◆ EXERCISE REQUIREMENTS ◆
Nothing but an exact repeat of the entries below should appear in your answer.

(Saved entries)
==*==

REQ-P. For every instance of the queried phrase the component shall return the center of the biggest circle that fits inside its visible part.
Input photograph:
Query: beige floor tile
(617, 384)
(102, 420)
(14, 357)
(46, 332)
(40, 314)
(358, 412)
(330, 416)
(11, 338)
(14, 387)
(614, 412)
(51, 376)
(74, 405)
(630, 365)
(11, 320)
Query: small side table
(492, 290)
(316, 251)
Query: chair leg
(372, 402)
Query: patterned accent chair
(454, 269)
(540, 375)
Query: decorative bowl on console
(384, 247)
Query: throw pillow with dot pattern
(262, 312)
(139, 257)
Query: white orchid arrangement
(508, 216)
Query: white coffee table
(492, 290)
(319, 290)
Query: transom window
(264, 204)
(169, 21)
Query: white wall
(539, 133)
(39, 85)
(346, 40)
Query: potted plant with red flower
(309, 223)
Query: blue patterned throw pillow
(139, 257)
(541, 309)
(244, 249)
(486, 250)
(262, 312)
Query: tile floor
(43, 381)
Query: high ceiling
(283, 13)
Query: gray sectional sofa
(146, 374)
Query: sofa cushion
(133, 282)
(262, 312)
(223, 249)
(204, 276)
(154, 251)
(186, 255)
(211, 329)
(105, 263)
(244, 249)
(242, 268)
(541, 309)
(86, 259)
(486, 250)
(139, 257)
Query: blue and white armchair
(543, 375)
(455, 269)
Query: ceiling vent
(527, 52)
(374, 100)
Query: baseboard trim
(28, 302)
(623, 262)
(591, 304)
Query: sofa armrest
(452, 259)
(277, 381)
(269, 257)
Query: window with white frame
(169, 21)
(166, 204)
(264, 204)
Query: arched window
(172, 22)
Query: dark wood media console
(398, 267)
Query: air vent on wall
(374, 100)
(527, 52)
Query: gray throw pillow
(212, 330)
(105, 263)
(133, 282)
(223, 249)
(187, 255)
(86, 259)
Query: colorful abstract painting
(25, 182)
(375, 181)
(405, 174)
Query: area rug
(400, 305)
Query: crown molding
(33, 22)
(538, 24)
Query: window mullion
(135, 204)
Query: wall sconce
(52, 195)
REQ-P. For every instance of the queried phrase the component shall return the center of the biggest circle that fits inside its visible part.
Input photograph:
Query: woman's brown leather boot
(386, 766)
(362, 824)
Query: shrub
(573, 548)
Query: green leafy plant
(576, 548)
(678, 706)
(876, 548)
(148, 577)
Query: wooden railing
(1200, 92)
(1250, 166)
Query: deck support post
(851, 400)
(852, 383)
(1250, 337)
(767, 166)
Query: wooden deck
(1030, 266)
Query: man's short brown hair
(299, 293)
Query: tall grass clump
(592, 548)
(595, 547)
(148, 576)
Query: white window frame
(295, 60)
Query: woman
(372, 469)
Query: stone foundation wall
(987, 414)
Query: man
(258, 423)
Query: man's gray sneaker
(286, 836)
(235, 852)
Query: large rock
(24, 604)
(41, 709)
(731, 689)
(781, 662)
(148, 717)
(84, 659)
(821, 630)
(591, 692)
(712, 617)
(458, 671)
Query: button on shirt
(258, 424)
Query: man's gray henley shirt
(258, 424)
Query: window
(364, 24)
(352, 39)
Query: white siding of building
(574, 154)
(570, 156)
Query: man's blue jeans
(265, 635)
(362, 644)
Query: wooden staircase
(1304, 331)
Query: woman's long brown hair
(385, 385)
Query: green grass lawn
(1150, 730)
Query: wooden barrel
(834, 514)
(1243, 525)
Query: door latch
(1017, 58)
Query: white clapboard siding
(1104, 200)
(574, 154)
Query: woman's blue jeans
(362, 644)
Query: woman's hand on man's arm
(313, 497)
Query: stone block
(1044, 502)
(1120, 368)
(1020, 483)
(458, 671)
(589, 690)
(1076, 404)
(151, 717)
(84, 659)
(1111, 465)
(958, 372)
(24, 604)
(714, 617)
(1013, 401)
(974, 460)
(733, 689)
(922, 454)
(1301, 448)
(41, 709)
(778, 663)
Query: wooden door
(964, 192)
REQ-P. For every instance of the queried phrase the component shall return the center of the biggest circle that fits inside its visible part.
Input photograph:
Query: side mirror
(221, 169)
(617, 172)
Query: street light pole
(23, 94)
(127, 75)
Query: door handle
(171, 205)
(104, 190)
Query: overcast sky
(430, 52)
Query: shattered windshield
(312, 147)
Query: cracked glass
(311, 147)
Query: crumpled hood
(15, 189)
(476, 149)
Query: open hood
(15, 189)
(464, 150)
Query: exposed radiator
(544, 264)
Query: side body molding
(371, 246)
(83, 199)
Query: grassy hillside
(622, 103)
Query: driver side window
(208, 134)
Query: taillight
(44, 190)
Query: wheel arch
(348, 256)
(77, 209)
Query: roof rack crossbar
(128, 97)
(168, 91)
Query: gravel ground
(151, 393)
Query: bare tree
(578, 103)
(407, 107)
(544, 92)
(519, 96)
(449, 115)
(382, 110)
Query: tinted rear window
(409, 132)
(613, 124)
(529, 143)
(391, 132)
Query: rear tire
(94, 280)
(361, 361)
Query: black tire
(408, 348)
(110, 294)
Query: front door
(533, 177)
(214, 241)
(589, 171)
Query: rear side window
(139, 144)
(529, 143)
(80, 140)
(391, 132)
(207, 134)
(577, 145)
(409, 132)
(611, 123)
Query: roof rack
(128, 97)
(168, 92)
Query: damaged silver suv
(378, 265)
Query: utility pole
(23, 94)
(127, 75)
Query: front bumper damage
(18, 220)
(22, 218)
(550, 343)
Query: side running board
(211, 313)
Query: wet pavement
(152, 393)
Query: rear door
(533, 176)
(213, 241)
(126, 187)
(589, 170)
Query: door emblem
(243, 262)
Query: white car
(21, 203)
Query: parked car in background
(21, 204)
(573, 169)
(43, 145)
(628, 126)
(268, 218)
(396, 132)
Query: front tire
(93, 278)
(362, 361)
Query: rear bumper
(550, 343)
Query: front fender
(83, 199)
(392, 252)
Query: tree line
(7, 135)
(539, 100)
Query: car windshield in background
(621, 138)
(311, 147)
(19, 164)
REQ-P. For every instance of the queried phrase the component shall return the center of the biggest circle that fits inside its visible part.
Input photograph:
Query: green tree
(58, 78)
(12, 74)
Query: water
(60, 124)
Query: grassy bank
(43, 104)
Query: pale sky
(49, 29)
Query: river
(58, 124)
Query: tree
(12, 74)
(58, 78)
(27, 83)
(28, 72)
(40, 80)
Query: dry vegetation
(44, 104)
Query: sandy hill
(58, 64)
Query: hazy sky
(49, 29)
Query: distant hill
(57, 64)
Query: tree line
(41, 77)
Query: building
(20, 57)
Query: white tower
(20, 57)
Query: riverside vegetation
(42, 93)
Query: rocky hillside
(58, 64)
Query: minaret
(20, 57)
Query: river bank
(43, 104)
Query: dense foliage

==*==

◆ YOUR SOLUTION ◆
REQ-P. For every instance of the queried phrase the component shall return the center of the biggest circle that fits inside its visible part.
Input photograph:
Query: beige floor tile
(617, 384)
(102, 420)
(14, 357)
(46, 332)
(40, 314)
(358, 412)
(330, 416)
(11, 338)
(14, 387)
(614, 412)
(51, 376)
(74, 405)
(630, 365)
(11, 320)
Query: small side table
(492, 290)
(316, 251)
Query: chair leg
(372, 402)
Query: patterned accent chair
(454, 269)
(540, 375)
Query: decorative bowl on console
(384, 247)
Query: throw pillow with dot pattern
(262, 312)
(139, 257)
Query: white orchid arrangement
(508, 216)
Query: white coffee table
(492, 290)
(319, 290)
Query: transom window
(264, 204)
(169, 21)
Query: white wall
(539, 133)
(39, 85)
(346, 40)
Query: potted plant with red flower
(309, 223)
Query: blue patterned throw pillow
(139, 257)
(541, 309)
(244, 249)
(486, 250)
(262, 312)
Query: tile floor
(43, 381)
Query: high ceiling
(283, 13)
Query: gray sectional sofa
(146, 374)
Query: sofa cushion
(133, 282)
(262, 312)
(223, 249)
(204, 276)
(154, 251)
(186, 255)
(211, 329)
(105, 263)
(244, 249)
(242, 268)
(541, 309)
(86, 259)
(486, 250)
(139, 257)
Query: blue and white armchair
(543, 375)
(455, 269)
Query: ceiling vent
(527, 52)
(374, 100)
Query: baseboard trim
(28, 302)
(623, 262)
(591, 304)
Query: sofa armrest
(452, 259)
(277, 381)
(269, 257)
Query: window with white frame
(169, 21)
(166, 204)
(264, 204)
Query: arched window
(172, 22)
Query: dark wood media console
(398, 267)
Query: air vent on wall
(374, 100)
(527, 52)
Query: gray throw pillow
(212, 330)
(105, 263)
(133, 282)
(223, 249)
(187, 255)
(86, 259)
Query: colorful abstract painting
(25, 182)
(375, 181)
(405, 174)
Query: area rug
(400, 305)
Query: crown molding
(33, 22)
(538, 24)
Query: window mullion
(135, 204)
Query: wall sconce
(52, 195)
REQ-P. For every instance of the queried phrase the component shall return the center of the biggest circle that fits inside its visible part.
Input photograph:
Query: woman's brown leather boot
(386, 766)
(362, 824)
Query: shrub
(573, 548)
Query: green leafy plant
(576, 548)
(678, 706)
(876, 548)
(148, 577)
Query: wooden railing
(1200, 92)
(1250, 166)
Query: deck support post
(851, 400)
(852, 383)
(1250, 337)
(767, 166)
Query: wooden deck
(1030, 266)
Query: man's short brown hair
(299, 293)
Query: tall grass clump
(592, 548)
(595, 547)
(148, 576)
Query: white window frame
(295, 60)
Query: woman
(372, 469)
Query: stone foundation wall
(987, 414)
Query: man
(258, 423)
Query: man's gray sneaker
(286, 836)
(235, 852)
Query: large rock
(24, 604)
(41, 709)
(731, 689)
(781, 662)
(148, 717)
(84, 659)
(821, 630)
(591, 692)
(712, 617)
(458, 671)
Query: button on shirt
(258, 424)
Query: man's gray henley shirt
(258, 424)
Query: window
(364, 24)
(352, 39)
Query: white siding of building
(574, 154)
(570, 156)
Query: man's blue jeans
(265, 635)
(362, 644)
Query: wooden staircase
(1304, 331)
Query: woman's long brown hair
(385, 385)
Query: green grass lawn
(1150, 730)
Query: wooden barrel
(834, 514)
(1243, 525)
Query: door latch
(1017, 58)
Query: white clapboard siding
(1104, 200)
(574, 154)
Query: woman's blue jeans
(362, 644)
Query: woman's hand on man's arm
(313, 497)
Query: stone block
(1044, 502)
(1120, 368)
(1020, 483)
(458, 671)
(589, 690)
(1076, 404)
(151, 717)
(84, 659)
(1111, 465)
(958, 372)
(24, 604)
(714, 617)
(1013, 401)
(974, 460)
(733, 689)
(922, 454)
(1301, 448)
(41, 709)
(778, 663)
Query: wooden door
(964, 192)
REQ-P. For every instance of the queried phrase the component shall return the center of the biggest circle that fits inside its visible part.
Input photograph:
Query: side mirror
(221, 169)
(617, 172)
Query: street light pole
(23, 94)
(127, 75)
Query: door handle
(171, 205)
(104, 190)
Query: overcast sky
(430, 52)
Query: shattered windshield
(312, 147)
Query: cracked glass
(311, 147)
Query: crumpled hood
(15, 189)
(476, 149)
Query: open hood
(15, 189)
(464, 150)
Query: exposed radiator
(544, 264)
Query: side body molding
(371, 246)
(83, 199)
Query: grassy hillside
(622, 103)
Query: driver side window
(208, 134)
Query: taillight
(44, 190)
Query: wheel arch
(348, 256)
(77, 209)
Query: roof rack crossbar
(128, 97)
(168, 91)
Query: gravel ground
(151, 393)
Query: bare tree
(578, 103)
(407, 107)
(544, 92)
(519, 96)
(449, 115)
(382, 110)
Query: tinted rear window
(409, 132)
(613, 124)
(529, 143)
(391, 132)
Query: rear tire
(94, 280)
(361, 361)
Query: black tire
(408, 348)
(110, 294)
Query: front door
(533, 177)
(214, 241)
(589, 171)
Query: rear side window
(139, 144)
(529, 143)
(80, 140)
(391, 132)
(207, 134)
(577, 145)
(409, 132)
(611, 123)
Query: roof rack
(128, 97)
(168, 92)
Query: damaged silver suv
(378, 265)
Query: utility pole
(23, 94)
(127, 75)
Query: front bumper damage
(18, 220)
(22, 218)
(550, 343)
Query: side running board
(211, 313)
Query: wet pavement
(152, 393)
Query: rear door
(533, 176)
(213, 241)
(126, 187)
(589, 170)
Query: door emblem
(243, 262)
Query: white car
(21, 203)
Query: parked car in background
(21, 204)
(573, 169)
(43, 145)
(628, 126)
(268, 218)
(396, 132)
Query: front tire
(93, 278)
(362, 361)
Query: rear bumper
(550, 343)
Query: front fender
(83, 199)
(392, 252)
Query: tree line
(7, 135)
(539, 100)
Query: car windshield in background
(621, 138)
(311, 147)
(19, 164)
REQ-P. For every instance of the queried phrase the component shall return the center of the biggest circle that fits inside its visible part.
Input photograph:
Query: green tree
(58, 78)
(12, 74)
Query: water
(60, 124)
Query: grassy bank
(43, 104)
Query: pale sky
(49, 29)
Query: river
(58, 124)
Query: tree
(12, 74)
(58, 78)
(27, 83)
(28, 72)
(40, 80)
Query: dry vegetation
(44, 104)
Query: sandy hill
(58, 64)
Query: hazy sky
(49, 29)
Query: distant hill
(57, 64)
Query: tree line
(41, 77)
Query: building
(20, 57)
Query: white tower
(20, 57)
Query: riverside vegetation
(42, 93)
Query: rocky hillside
(58, 64)
Query: minaret
(20, 57)
Query: river bank
(43, 104)
Query: dense foliage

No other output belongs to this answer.